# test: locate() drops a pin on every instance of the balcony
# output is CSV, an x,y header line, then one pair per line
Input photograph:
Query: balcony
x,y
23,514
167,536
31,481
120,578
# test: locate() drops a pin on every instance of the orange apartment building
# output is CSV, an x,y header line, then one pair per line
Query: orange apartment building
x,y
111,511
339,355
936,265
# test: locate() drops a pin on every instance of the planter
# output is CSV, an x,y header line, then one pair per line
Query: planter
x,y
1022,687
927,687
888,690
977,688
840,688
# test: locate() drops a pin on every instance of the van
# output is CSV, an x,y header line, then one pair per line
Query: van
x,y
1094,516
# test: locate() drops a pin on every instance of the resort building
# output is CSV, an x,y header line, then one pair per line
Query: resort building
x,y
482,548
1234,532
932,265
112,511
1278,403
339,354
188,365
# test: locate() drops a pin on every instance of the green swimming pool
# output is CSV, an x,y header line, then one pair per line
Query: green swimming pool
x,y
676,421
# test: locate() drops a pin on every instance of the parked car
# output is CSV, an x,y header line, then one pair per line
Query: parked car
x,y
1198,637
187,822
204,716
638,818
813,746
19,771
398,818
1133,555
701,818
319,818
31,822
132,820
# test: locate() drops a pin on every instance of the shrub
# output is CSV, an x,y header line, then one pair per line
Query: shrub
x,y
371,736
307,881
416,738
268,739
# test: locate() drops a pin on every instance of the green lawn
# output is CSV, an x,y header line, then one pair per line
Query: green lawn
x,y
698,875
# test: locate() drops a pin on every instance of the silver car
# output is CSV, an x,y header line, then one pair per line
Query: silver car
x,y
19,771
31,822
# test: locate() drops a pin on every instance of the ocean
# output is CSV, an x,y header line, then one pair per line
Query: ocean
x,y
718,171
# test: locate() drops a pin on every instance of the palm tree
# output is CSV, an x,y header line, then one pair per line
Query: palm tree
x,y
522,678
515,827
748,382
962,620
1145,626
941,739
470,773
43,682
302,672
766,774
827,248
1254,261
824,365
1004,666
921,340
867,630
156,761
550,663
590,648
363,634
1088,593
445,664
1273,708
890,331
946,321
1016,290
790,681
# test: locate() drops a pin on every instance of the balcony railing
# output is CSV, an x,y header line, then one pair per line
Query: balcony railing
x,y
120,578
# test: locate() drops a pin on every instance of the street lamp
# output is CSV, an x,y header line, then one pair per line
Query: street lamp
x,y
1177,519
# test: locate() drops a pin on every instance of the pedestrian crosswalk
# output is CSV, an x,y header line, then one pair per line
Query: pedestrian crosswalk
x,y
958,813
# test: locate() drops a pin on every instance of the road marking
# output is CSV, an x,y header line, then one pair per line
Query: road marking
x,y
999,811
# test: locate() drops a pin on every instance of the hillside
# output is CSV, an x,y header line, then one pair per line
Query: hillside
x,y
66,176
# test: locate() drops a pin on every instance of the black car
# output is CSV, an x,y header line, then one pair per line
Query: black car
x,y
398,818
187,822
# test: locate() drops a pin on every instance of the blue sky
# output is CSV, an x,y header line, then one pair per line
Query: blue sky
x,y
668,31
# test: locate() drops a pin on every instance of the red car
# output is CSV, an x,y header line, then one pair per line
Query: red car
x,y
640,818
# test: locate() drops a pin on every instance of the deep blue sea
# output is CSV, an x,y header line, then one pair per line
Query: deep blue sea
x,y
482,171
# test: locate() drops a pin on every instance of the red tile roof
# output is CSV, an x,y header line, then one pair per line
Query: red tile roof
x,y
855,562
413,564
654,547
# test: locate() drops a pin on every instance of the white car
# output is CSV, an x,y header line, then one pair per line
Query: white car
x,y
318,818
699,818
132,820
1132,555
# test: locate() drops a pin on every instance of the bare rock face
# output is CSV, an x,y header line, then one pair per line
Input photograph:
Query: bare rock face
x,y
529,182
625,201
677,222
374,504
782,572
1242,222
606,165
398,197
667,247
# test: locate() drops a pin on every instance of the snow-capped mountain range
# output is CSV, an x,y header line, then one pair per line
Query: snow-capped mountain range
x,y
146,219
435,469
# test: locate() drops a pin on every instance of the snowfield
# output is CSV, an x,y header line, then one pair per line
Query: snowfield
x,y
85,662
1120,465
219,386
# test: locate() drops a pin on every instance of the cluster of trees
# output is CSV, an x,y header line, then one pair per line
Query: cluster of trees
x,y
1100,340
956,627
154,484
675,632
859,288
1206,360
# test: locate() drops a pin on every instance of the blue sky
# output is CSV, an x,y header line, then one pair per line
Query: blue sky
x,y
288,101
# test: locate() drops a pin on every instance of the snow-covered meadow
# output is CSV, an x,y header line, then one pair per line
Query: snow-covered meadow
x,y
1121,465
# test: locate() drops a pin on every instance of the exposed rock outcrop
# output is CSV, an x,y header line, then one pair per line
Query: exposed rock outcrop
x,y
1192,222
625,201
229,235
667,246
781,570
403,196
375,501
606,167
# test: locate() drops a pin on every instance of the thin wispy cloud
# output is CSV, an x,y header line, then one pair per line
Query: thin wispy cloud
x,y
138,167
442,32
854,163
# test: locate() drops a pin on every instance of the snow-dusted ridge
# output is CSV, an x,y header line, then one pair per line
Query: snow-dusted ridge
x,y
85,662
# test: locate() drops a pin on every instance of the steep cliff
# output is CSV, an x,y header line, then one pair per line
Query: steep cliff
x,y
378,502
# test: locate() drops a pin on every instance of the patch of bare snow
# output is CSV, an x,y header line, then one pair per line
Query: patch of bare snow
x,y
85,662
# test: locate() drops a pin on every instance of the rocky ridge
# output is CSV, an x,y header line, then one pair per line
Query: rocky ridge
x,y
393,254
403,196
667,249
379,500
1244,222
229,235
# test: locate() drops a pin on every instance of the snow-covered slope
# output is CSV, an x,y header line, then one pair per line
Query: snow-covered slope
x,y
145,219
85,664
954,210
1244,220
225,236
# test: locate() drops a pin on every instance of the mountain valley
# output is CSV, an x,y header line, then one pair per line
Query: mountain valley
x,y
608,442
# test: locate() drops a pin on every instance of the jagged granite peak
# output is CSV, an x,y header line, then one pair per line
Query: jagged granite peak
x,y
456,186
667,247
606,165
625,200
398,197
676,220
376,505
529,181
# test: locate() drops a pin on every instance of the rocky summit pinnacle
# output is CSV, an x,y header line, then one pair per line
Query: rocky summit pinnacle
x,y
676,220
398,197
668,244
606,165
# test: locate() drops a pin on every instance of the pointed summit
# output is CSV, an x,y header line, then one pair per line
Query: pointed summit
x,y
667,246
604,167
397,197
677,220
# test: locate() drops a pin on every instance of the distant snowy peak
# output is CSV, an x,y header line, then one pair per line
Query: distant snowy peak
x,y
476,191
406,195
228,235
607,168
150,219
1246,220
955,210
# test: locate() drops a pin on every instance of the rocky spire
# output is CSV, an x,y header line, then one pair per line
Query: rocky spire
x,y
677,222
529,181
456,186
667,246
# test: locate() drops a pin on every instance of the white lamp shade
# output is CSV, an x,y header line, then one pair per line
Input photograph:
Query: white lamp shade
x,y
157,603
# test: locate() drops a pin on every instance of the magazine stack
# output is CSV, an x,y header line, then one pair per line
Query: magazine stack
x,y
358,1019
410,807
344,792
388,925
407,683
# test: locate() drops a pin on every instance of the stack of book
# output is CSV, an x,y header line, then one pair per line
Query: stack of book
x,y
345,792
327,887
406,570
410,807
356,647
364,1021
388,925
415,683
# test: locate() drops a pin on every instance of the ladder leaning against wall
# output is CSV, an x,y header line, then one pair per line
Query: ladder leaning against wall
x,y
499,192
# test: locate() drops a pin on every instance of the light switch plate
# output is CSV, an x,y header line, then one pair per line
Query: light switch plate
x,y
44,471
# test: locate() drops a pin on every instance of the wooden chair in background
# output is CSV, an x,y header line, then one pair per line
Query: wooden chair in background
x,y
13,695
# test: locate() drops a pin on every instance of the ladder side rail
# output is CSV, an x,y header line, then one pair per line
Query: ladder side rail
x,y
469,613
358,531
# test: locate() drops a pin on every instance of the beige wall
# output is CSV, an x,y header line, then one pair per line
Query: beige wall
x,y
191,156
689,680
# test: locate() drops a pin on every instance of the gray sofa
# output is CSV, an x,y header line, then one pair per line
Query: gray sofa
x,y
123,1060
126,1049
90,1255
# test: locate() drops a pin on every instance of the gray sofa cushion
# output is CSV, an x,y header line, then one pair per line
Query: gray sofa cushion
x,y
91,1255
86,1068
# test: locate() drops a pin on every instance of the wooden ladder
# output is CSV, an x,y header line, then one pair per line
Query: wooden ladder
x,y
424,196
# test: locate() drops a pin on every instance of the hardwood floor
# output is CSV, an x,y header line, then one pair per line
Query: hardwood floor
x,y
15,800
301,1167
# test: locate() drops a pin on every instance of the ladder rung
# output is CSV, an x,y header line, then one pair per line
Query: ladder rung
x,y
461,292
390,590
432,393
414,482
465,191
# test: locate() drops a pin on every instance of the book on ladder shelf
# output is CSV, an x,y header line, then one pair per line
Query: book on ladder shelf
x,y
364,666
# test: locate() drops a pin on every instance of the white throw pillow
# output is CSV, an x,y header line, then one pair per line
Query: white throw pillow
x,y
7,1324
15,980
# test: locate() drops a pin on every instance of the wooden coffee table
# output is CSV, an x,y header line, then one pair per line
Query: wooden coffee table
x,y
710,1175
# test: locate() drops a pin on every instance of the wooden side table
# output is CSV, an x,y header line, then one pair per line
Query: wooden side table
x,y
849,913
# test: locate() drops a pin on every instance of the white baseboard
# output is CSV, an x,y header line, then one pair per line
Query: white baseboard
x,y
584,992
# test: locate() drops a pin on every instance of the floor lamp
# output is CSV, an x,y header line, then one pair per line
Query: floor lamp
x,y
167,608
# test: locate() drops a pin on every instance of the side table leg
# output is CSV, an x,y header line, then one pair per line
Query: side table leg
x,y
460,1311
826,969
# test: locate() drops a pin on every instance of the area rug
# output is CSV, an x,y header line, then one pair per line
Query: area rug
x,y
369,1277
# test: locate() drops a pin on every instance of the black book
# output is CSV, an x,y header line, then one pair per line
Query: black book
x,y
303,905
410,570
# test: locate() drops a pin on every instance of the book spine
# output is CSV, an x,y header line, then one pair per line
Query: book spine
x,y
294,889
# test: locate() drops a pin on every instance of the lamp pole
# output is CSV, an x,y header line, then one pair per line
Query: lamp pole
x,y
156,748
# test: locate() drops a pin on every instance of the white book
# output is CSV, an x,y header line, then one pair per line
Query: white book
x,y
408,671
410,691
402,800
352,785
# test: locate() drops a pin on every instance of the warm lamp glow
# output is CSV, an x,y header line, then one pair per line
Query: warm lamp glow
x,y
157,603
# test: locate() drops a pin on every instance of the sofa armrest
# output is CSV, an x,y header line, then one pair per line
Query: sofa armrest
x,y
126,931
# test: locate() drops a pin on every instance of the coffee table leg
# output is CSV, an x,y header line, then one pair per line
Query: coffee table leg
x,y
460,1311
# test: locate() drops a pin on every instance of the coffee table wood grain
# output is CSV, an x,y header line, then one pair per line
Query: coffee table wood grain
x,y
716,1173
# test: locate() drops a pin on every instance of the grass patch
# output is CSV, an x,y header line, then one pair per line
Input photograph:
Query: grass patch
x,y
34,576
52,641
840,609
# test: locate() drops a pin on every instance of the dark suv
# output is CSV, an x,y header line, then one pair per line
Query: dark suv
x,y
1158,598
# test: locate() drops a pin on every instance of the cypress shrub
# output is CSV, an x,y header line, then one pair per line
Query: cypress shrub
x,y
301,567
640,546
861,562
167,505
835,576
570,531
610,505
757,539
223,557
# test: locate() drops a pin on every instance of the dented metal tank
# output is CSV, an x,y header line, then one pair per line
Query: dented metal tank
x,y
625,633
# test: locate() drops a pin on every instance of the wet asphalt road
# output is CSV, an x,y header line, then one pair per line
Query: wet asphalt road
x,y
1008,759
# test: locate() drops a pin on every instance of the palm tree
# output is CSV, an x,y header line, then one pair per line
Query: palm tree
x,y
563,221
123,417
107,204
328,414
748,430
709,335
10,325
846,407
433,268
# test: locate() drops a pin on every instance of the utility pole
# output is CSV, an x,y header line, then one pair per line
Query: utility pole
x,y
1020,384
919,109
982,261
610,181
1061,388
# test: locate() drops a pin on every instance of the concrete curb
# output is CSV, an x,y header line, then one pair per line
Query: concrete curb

Written task
Take the line that contains "the utility pole" and each line after it down to the last of the records, and retype them exactly; add nothing else.

Right answer
# test: locate() drops a pin on every instance of the utility pole
# output is CSV, an x,y header line, then one pair per line
Query: utility pole
x,y
1020,384
919,109
982,261
610,181
1061,388
# test: locate() drops a pin on every instance of the concrete curb
# output is CSV, an x,y header line, then one pair per line
Query: concrete curb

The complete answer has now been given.